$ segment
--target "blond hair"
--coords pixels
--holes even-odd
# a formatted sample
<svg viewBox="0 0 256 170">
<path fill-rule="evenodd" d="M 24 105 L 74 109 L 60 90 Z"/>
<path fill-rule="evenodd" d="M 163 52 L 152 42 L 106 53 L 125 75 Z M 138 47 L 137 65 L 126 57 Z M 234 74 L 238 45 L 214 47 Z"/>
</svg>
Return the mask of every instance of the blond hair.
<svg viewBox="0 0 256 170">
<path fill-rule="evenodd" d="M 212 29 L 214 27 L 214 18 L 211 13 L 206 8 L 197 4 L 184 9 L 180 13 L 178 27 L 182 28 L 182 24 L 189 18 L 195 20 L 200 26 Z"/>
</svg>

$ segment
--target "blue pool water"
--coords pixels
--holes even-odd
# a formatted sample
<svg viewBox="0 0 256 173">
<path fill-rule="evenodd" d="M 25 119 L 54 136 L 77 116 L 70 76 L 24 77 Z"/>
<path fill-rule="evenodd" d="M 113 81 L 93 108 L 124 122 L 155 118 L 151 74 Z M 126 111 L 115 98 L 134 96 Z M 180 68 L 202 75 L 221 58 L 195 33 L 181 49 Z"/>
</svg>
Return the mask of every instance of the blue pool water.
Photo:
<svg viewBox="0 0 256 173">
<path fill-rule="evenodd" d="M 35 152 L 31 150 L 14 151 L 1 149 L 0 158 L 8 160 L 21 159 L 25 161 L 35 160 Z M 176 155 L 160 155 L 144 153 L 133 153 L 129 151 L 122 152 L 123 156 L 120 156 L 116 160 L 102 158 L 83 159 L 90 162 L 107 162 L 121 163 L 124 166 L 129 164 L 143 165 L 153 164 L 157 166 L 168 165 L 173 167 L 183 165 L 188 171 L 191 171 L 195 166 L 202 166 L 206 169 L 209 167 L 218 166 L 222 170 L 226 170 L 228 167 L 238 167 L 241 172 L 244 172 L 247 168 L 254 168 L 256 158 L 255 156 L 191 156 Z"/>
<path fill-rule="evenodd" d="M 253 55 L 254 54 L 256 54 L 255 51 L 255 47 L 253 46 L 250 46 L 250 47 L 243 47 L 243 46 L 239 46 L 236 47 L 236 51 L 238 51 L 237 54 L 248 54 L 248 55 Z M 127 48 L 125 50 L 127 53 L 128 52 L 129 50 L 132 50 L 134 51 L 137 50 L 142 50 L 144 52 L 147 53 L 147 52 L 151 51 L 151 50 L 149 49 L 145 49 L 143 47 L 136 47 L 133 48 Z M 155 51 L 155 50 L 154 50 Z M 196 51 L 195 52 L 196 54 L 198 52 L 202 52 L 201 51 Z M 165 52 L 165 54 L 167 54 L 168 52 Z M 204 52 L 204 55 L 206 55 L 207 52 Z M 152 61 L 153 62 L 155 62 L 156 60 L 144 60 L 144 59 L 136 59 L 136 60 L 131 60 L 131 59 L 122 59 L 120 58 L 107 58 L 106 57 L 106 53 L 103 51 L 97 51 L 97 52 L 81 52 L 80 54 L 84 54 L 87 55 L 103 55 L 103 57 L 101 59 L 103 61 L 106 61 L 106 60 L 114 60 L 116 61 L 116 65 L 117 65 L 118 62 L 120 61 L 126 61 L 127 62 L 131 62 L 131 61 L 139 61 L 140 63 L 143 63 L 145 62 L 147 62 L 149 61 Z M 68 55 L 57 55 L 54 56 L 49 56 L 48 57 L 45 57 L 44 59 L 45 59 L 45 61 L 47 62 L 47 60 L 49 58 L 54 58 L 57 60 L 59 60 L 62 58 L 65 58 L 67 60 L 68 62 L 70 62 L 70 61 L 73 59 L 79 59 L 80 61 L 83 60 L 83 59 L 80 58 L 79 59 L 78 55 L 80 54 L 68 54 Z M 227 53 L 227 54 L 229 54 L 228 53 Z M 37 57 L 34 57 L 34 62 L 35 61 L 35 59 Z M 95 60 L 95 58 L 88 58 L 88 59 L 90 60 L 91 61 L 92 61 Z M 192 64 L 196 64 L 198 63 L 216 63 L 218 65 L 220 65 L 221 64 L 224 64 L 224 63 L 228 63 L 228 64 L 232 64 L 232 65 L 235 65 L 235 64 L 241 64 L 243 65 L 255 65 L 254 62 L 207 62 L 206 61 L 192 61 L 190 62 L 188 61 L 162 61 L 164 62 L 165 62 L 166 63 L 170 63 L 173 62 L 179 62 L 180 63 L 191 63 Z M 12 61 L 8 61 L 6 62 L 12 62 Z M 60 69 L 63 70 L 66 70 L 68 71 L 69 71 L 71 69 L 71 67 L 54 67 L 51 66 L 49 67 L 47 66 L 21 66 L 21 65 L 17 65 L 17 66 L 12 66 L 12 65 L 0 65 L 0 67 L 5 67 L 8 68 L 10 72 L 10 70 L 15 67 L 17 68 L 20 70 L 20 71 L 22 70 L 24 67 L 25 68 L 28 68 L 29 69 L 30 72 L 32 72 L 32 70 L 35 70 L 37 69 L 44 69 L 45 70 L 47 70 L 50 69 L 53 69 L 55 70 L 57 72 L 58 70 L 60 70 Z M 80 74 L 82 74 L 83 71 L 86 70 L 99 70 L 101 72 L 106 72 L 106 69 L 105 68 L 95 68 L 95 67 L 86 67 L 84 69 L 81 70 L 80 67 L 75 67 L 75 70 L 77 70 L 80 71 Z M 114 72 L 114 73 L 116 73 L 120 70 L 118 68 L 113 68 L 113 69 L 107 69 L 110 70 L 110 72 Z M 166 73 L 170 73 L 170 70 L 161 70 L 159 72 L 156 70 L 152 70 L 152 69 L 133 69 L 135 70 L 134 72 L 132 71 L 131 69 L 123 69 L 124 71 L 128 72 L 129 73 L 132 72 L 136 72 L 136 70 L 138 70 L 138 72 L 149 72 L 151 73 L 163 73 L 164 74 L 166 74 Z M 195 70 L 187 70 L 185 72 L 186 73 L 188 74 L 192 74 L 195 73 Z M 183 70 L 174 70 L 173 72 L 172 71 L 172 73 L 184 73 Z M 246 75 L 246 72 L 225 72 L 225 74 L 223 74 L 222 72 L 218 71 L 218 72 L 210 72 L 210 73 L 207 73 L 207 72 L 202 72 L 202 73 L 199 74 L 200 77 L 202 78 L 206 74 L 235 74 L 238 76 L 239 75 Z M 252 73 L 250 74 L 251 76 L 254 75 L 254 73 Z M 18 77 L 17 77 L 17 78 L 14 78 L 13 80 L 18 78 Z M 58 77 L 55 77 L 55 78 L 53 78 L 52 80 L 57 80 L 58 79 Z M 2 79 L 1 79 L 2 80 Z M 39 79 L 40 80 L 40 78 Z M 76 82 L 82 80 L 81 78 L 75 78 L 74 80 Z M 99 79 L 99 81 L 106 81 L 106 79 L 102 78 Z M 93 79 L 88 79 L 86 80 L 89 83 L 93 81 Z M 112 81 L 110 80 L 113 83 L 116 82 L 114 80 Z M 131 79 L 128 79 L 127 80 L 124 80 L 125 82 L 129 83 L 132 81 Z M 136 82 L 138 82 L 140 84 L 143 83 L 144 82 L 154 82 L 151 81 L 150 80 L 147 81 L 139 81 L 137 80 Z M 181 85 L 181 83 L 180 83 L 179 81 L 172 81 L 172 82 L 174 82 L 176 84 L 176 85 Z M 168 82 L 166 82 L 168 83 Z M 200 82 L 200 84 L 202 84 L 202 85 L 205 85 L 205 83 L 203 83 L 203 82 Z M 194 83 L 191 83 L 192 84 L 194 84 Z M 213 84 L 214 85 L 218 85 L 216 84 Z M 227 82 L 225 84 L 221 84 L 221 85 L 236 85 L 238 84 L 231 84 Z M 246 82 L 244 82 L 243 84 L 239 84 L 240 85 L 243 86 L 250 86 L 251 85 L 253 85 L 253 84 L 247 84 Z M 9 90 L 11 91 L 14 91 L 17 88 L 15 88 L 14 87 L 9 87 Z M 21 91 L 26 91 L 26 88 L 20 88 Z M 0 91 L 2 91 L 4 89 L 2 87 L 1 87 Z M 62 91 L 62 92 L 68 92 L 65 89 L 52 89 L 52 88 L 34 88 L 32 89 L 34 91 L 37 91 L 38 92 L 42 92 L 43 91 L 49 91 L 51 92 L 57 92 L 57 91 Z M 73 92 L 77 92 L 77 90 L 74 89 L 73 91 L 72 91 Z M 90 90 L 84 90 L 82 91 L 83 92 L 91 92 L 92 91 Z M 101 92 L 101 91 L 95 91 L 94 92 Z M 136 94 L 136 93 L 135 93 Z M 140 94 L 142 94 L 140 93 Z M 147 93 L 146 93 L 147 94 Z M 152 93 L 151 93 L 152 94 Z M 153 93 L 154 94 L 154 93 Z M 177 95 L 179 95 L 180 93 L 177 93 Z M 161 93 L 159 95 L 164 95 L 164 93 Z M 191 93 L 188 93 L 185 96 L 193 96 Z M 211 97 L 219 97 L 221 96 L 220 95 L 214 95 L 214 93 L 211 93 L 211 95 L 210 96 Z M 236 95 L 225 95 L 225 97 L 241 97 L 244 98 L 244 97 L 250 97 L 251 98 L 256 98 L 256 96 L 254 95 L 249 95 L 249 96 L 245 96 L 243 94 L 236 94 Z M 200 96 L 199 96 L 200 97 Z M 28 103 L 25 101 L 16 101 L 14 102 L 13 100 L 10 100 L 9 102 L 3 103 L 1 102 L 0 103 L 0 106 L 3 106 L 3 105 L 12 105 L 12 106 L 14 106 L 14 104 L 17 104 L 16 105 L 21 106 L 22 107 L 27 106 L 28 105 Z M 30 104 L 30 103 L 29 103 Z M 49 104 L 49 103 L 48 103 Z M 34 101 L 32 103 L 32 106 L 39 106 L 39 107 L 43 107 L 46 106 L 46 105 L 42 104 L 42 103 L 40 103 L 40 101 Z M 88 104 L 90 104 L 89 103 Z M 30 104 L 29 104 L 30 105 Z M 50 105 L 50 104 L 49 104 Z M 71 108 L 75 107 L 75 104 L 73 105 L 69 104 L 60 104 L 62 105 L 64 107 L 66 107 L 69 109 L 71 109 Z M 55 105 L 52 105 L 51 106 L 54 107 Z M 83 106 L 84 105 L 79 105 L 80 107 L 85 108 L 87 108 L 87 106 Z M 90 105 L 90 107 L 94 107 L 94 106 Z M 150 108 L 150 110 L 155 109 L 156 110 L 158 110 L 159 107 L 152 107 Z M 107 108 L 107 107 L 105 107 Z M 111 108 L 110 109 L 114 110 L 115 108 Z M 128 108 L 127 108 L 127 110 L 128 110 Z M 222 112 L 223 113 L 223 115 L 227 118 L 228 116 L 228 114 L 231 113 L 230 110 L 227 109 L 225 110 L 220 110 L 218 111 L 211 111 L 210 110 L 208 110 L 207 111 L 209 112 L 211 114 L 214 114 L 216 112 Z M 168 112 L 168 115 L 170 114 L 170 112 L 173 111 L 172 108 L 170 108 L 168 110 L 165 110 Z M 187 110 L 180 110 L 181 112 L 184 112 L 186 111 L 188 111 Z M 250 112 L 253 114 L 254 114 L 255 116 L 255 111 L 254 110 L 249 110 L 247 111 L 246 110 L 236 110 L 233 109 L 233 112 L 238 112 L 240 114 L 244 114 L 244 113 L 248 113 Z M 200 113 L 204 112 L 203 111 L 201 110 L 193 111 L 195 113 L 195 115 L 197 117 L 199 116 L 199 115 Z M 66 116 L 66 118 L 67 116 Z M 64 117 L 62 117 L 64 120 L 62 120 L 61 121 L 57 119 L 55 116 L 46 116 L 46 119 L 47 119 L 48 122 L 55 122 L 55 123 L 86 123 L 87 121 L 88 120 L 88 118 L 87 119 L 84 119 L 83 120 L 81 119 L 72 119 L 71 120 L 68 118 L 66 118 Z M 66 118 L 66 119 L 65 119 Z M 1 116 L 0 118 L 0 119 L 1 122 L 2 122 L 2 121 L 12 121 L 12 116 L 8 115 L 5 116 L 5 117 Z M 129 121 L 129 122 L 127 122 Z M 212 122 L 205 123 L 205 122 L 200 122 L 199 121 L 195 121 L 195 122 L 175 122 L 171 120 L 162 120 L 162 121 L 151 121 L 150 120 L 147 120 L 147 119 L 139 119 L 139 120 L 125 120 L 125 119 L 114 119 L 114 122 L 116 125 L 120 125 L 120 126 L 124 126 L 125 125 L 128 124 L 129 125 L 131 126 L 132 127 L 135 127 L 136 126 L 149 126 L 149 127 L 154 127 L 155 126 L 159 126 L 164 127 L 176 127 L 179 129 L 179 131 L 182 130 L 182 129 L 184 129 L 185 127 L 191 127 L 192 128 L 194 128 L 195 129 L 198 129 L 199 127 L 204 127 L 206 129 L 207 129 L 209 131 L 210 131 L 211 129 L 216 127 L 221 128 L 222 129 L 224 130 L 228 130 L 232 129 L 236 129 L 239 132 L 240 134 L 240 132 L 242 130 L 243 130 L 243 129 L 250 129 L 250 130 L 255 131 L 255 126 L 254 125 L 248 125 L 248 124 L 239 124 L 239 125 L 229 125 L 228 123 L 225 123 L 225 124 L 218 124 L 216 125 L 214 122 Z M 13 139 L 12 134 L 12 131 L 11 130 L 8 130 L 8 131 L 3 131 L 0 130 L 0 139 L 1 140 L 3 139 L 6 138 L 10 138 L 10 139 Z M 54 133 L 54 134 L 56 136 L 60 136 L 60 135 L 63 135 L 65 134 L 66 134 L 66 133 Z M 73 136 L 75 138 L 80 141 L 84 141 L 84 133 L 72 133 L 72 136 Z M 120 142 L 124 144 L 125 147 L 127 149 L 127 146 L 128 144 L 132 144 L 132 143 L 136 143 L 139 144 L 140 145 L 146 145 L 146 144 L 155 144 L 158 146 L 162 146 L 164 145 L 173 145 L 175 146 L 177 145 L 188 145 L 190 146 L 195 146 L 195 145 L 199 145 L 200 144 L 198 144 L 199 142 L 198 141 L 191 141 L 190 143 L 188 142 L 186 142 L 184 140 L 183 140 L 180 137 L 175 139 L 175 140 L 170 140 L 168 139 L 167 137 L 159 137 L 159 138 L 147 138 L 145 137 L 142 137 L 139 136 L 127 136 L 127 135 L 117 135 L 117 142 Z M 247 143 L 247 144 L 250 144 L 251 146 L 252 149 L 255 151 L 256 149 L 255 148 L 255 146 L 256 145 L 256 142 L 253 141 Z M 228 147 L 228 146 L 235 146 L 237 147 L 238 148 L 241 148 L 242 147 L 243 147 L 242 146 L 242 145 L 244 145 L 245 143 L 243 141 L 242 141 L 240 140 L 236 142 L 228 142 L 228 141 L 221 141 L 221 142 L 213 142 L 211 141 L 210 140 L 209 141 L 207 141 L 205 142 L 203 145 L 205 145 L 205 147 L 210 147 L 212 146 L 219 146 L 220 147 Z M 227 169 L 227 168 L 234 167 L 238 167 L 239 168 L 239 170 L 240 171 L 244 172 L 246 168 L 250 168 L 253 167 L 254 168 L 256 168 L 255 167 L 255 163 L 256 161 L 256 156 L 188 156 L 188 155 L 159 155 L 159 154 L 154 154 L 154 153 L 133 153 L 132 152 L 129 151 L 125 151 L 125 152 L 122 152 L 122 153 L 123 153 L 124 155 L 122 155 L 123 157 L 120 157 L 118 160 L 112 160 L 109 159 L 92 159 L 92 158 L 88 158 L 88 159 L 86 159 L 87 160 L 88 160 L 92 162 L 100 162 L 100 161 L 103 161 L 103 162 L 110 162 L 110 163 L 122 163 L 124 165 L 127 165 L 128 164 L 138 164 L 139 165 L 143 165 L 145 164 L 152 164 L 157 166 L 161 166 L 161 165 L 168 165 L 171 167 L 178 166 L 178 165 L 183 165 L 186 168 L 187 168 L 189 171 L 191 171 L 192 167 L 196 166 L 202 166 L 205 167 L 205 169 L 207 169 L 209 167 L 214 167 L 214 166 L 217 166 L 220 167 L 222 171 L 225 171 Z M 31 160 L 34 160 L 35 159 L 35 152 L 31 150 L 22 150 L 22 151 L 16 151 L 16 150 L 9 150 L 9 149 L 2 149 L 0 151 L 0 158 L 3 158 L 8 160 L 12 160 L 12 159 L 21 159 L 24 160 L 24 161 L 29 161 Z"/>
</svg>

#### GOAL:
Copy out the material word for word, from its first line through the line containing "24 105 L 74", including that line.

#### SOLUTION FOR THIS TASK:
$ segment
--target "blond hair"
--coords pixels
--holes even-odd
# a formatted sample
<svg viewBox="0 0 256 170">
<path fill-rule="evenodd" d="M 24 105 L 74 109 L 60 90 Z"/>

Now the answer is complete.